Godlof is er de abstractie, de sprakeloze vormentaal. Daarin kan een betekenis worden opgeroepen, een eenheid aangeduid, die met woorden al te gauw verraden wordt.
Het monument is heel groot, dat is zo, maar hoe zijn anders meer dan honderdduizend namen leesbaar te verwerken… De muren die samen bijna een halve kilometer strekken zijn handzaam en vernuftig gevouwen op een plattegrond die net in de omgeving past. Een drukke uitvalsweg loopt vlak langs het monument, maar dat is van de straat gescheiden doordat het wat lager ligt en afgeschermd is met een beukenhaag.

--------------------------------------------------

#### Opdrachten
**A.** Kopieer uit de tekst over het monument letterlijk het stuk van "Godlof is er" tot en met "met een beukenhaag.".
**B.** Beantwoord over de tekst over het monument:
(i) Wat wordt in de tekst de sprakeloze vormentaal genoemd?
(ii) Over welke lengte strekken de muren zich samen uit?
(iii) Waarmee is het monument afgeschermd?
De gegevens zijn afkomstig van elders en staan los van de tekst over het monument.

#### Ruwe gegevens
--------------------------------------------------

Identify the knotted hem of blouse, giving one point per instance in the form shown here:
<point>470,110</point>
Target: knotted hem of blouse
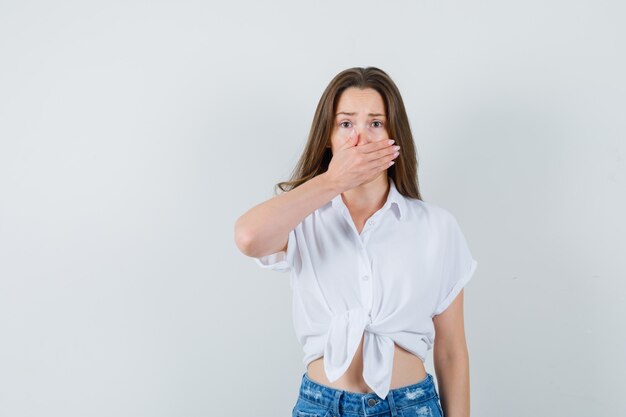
<point>344,336</point>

--------------------------------------------------

#### Antwoorden
**A.**
Godlof is er de abstractie, de sprakeloze vormentaal. Daarin kan een betekenis worden opgeroepen, een eenheid aangeduid, die met woorden al te gauw verraden wordt.
Het monument is heel groot, dat is zo, maar hoe zijn anders meer dan honderdduizend namen leesbaar te verwerken… De muren die samen bijna een halve kilometer strekken zijn handzaam en vernuftig gevouwen op een plattegrond die net in de omgeving past. Een drukke uitvalsweg loopt vlak langs het monument, maar dat is van de straat gescheiden doordat het wat lager ligt en afgeschermd is met een beukenhaag.

**B.**
(i) De abstractie.
(ii) Bijna een halve kilometer.
(iii) Met een beukenhaag.